--- Text extract ---
◆ ◆ ◆ ◆
I7 7700k overclock: Intel Core i7-7700K: De-Lidded and Overclocked

Intel Core i7-7700K: De-Lidded and Overclocked

Intel Core i7-7700K: De-Lidded and Overclocked

Intel’s Sandy Bridge-based Core i7 processors spoiled enthusiasts with the ease at which they could hit 5 GHz with CPU overclocking using air cooling. Sadly, these CPUs weren’t well-suited for extreme overclocking, and we were never able to push past 6 GHz under liquid nitrogen.

Ivy Bridge saw Intel selling Core i7s that were less amenable to traditional overclocking efforts, but much more receptive to extreme measures. Record-setting efforts saw them break the 7 GHz threshold.

The sixth generation of Core i7 (Skylake) demonstrated the best efficiency in a CPU yet.

Intel Core i7-7700K

Now imagine a processor that overclocks like Sandy Bridge under air cooling, like Ivy Bridge with the help of liquid nitrogen, and with Skylake’s efficiency. Could that be Kaby Lake? We’re going to find out.

For this little experiment, we’re using one of the latest motherboards to land in our French lab: MSI’s Z270X XPower Gaming Titanium.

Of course, processors are subject to the silicon lottery’s uncertainties, so we obtained multiple samples. You’ll see that the spread in what’s possible is large indeed.

De-Lidding Intel’s Core i7-7700K

Quite simply, de-lidding is the process of removing the integrated heat spreader that typically sits atop your CPU. The primary function of the IHS is to protect the die underneath, but by adding this shield between the fragile silicon and bulky heat sink, thermal transfer is restricted somewhat.

The Procedure

Although de-lidding was once considered an extreme measure reserved for the most hardcore enthusiasts, the process became more popular when it became clear that Intel’s Haswell-based CPUs ran hot, in part due to a different thermal interface material between the die and IHS.

It’s no longer necessary to white-knuckle the procedure with a razor blade or workshop vice, though. To de-lid an Ivy Bridge, Haswell, Devil’s Canyon, Skylake, or Kaby Lake processor, you need a tool like the Delid Die Mate, some good thermal paste, and glue (optional, silicone is preferred).
◆ ◆ ◆ ◆
--- Provided data ---
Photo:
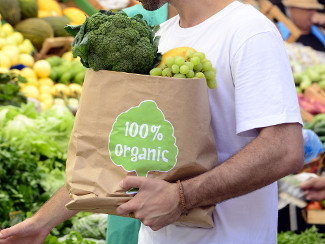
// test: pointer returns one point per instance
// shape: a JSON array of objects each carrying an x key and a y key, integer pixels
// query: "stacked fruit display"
◆ ◆ ◆ ◆
--- Aim ---
From the Core i7-7700K overclocking article, reproduce word for word the stretch from "Intel’s Sandy Bridge-based" through "in a CPU yet.".

--- In response ---
Intel’s Sandy Bridge-based Core i7 processors spoiled enthusiasts with the ease at which they could hit 5 GHz with CPU overclocking using air cooling. Sadly, these CPUs weren’t well-suited for extreme overclocking, and we were never able to push past 6 GHz under liquid nitrogen.

Ivy Bridge saw Intel selling Core i7s that were less amenable to traditional overclocking efforts, but much more receptive to extreme measures. Record-setting efforts saw them break the 7 GHz threshold.

The sixth generation of Core i7 (Skylake) demonstrated the best efficiency in a CPU yet.